Treat the line containing "Where can the nose" as the first line and the final line of the material below as the last; reproduce that range exactly.
-- BEGIN Materials provided --
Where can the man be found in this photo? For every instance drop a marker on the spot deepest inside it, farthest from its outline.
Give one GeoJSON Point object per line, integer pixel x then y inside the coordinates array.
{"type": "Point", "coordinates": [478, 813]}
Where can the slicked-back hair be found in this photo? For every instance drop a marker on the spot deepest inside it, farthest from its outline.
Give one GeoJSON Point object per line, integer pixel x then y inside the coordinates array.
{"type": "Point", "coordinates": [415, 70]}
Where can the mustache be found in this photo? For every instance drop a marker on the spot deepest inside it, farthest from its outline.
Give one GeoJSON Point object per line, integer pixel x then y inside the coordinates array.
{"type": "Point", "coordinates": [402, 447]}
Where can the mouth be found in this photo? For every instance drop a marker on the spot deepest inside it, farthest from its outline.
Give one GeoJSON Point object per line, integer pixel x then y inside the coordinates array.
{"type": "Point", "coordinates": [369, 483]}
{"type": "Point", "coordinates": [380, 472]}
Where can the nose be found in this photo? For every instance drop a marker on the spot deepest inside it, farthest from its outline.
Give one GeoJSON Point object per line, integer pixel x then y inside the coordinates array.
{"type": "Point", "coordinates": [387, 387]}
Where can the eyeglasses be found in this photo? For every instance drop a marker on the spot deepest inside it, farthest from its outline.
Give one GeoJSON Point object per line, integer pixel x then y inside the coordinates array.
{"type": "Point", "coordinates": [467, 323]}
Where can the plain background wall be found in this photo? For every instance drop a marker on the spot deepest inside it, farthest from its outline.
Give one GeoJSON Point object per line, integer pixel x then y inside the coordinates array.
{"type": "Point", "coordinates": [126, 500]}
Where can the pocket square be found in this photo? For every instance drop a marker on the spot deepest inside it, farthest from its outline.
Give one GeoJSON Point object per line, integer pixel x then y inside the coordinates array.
-- END Materials provided --
● **Finished task**:
Where can the nose be found in this photo? For every instance drop a marker on the spot deepest inside it, farthest from its outline.
Give one GeoJSON Point object per line, integer pixel x then y inside the coordinates array.
{"type": "Point", "coordinates": [387, 387]}
Where can the eyeglasses be found in this photo? For every instance drop a marker on the spot deepest inside it, farthest from its outline.
Give one GeoJSON Point object per line, integer pixel x then y inside the coordinates array.
{"type": "Point", "coordinates": [467, 323]}
Where can the plain background wall be found in this photo? For every instance drop a marker on the spot deepest inside it, farthest from its outline.
Give one GeoJSON Point object per line, integer pixel x then y inside the coordinates array.
{"type": "Point", "coordinates": [126, 500]}
Where can the pocket square be found in this photo? For every instance drop a marker on the spot deepest inside it, farthest from its outline.
Give one GeoJSON Point object per line, integer pixel x then y inside the coordinates array.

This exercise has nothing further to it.